*** Opening EXTRACTED MATERIAL ***
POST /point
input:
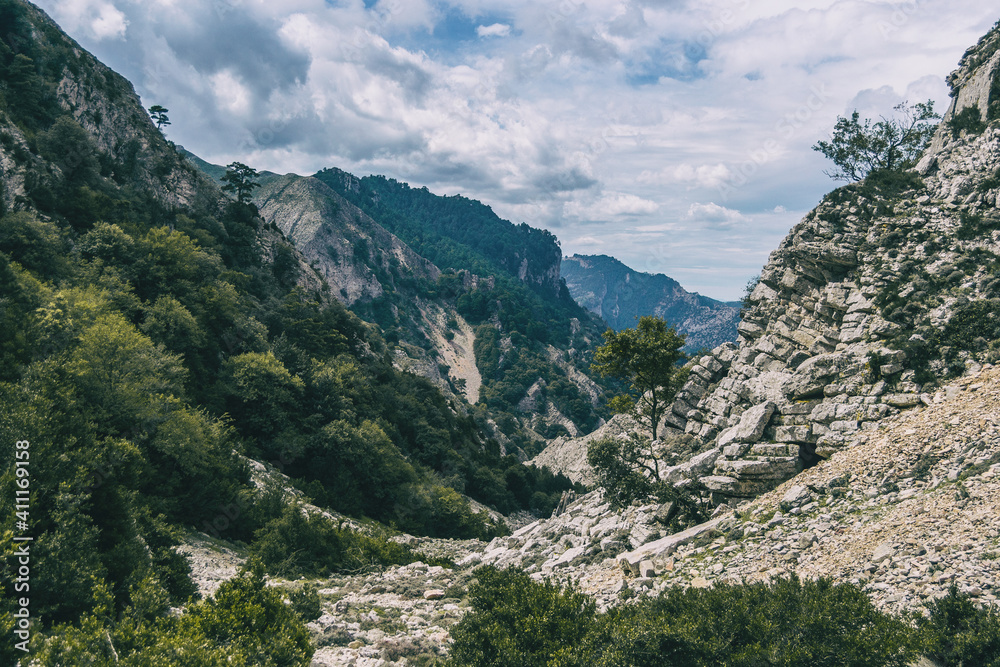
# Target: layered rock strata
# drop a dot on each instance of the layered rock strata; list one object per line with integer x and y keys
{"x": 883, "y": 290}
*** Closing EXTRACTED MATERIAL ***
== EXERCISE PROMPT ==
Print every entry exactly. Pictures are not part of the copy.

== TASK SOLUTION ==
POST /point
input:
# Target: layered rock strata
# drop a dot on each instance of the layered rock strata; list one object per line with integer x and y keys
{"x": 883, "y": 290}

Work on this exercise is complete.